2012年3月。収益物件としては、全国で初めてとなるシングルマザーシェアハウス「ぺアレンティングホーム高津」がオープンした。なぜ、建築家である僕が、母子シェアハウスを立ち上げるに至ったのか。その背景を何回かに分けて書いていこうと思う。
 母子ハウスの今までと、これからを少しでも多くの人に知ってもらいたい。まだまだ、成長していかなくてはいけない事業だし、多くの人の助けと応援が必要である。
 2015年、母子ハウスのポータルサイト「マザーポート」を立ち上げ。
 2019年、母子ハウスの運営者が集う全国組織「NPO法人全国ひとり親居住支援機構」立ち上げ。
 そして、これから僕らは何を目指していくのか。

 6回目の記事になります。
 これまでの記事はこちらより。


シングルマザーシェアハウスのメリット

 ペアレンティングホーム高津がオープンしてから、シングルマザーシェアハウスに関わり始めて、この新しい試みのメリットもデメリットも経験してきた。

 今回は、そのメリットをまとめたいと思う。


入居のハードルが低い

 賃貸物件を借りる時に不利益を被ることもある中で、シングルマザーシェアハウスは当然のことながら、母子家庭であることを理由に入居を拒むことはない。

 初期費用も一般的な賃貸に比べると、圧倒的に安くなる。
 敷金や礼金といったものがなく、鍵の交換費用や清掃費の預かり金と当月の日割り家賃、次月の家賃程度で入居できる場合が多い。中には、就労状況に応じて、フリーレント期間や当初の家賃を下げる仕組みがあるハウスもある。

 また、就労状況が不安定であったり、就労していない状態であっても、一定の条件を満たせば入居することができるように、ルールを定めているハウスが多い。ここはとても重要なところだ。
 一般の賃貸物件だと、無職の状況でスムーズに物件を貸してくれるところはほとんどない。ただ、引っ越しをともなうことによって就いていた仕事を辞めなくてはならなかったり、そもそも無職の状態で問い合わせをしてくる母子家庭は多い。そのような状況下であっても、入居をすることができる選択肢があるということは、とても大きなメリットだと思う。

 もちろん、誰でもかれでもどうぞというわけではないのだけれど、シングルマザーシェアハウスは母子家庭の住居の選択肢をかなり大きく広げているのではないだろうか。

 ちなみに、離婚がまだ成立していない、プレシングルマザーももちろん入居することができる。問い合わせ件数でいうと、プレシングルマザーからの問い合わせの方が多いくらいである。


孤立しない

 孤立しない。というのもメリットのひとつだと思う。

 入居者の方が「ここでは大人と話すことができる」と喜んでいたことがある。曰く、当時はあまり会話のない職場で働いており、家に帰ればこどもと話すけれども、大人は自分以外にいない。気がつけば、1週間以上、大人とまともな会話をしていない、なんていうこともザラであった。ところが、シェアハウスには、帰ってくれば他のお母さんたちがいて、いろんな話をすることができると。

■ **演習課題 1**: シングルマザーシェアハウスについての本文で、2019年に立ち上げられた全国組織の名称は何ですか。
■ **演習課題 2**: シングルマザーシェアハウスについての本文を、最後の文の後から書き進めてください。
この後に続く行は、上記の本文とは関係がありません。

■ **抽出情報**:
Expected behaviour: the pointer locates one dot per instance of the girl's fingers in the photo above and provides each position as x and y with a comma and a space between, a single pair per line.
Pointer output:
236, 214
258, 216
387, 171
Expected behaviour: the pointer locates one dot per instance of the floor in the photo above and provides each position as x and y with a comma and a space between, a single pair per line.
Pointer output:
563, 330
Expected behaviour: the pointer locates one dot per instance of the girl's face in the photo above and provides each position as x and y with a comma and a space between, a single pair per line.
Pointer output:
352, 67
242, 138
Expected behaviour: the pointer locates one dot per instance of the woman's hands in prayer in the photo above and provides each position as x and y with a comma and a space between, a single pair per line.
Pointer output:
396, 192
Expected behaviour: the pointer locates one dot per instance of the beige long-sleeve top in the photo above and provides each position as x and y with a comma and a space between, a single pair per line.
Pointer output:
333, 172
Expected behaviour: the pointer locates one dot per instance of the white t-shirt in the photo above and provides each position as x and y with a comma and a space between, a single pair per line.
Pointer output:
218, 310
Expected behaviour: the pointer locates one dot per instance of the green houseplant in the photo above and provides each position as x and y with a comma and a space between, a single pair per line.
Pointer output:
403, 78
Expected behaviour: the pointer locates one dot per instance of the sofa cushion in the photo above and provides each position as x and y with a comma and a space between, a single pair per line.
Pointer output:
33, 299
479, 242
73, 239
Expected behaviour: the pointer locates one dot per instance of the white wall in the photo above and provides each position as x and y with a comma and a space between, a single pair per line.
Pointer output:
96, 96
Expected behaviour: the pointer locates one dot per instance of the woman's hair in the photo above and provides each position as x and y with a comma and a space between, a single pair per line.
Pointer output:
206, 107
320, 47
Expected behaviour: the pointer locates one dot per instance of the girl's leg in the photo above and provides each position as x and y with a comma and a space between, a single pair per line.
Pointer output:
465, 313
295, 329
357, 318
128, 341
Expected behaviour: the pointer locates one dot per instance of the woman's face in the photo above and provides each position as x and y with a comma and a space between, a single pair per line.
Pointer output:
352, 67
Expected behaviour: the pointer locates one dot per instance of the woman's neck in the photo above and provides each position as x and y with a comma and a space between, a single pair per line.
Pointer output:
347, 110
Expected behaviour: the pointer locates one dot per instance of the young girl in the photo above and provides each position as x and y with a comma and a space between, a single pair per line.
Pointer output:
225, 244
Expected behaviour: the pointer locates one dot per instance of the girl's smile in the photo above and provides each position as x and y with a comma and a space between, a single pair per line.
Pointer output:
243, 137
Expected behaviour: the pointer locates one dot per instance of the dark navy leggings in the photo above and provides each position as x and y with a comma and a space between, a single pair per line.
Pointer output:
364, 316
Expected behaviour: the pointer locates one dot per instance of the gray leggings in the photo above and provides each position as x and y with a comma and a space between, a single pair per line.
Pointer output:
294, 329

■ **課題の解答 1**: NPO法人全国ひとり親居住支援機構です。

■ **課題の解答 2**:
 会話というのは人生にとってとても大切なものだ。他者と会話をする頻度が多い人の方が健康に長生きをするというデータもあるくらいである。

 また、子育てが孤立化しないことによって、こどもへの接し方も変わっていった事例もある。入居者のお子さんが「ここに引っ越してきてから、お母さんの怒り方が変わった」ということを言っていた。子育てが孤立して、密室化すると、感情が高ぶった時にその抑えが効きづらくなることもある。少なくともシェアハウスではそうした孤立は起きない。


自分の時間が増える

 シングルマザーシェアハウスのリビングでは、こどもたち同士で遊んでいる風景を見ることができる。もちろん、年齢にもよるけれど、そこに大人の姿がないこともある。

 兄妹がいる方は想像しやすいと思うけれど、ある程度の年齢になると、親のいないところで、こどもたちだけで遊んでいるということはよくあることだ。シングルマザーシェアハウスに暮らすこどもたちは兄妹ではないけれど、あたかも兄妹のように遊んでくれることによって、親がこどもから目を離すことができる時間ができる。

 母子家庭は家にいるときは常にこどもと一緒だし、なかなか目を離すこともできない。自分の時間を持つことができることは、子育てをしていてとても贅沢なことだと感じることはよくある。シングルマザーシェアハウスで暮らすことによって、自分だけの時間が少しでも増えるということは、それだけ生活の質、人生の質をあげてくれるものだと思う。


シングルマザーシェアハウスのデメリット

 シングルマザーシェアハウスの代表的なメリットを書いてきたけれど、もちろん、デメリットも存在する。

 共同生活になるので、入居者同志で仲が悪くなると、生活の質が一気に落ちてしまう。自分の思い通りにいかないことも出てくるし、他者の生活音やペースにストレスを感じることだってある。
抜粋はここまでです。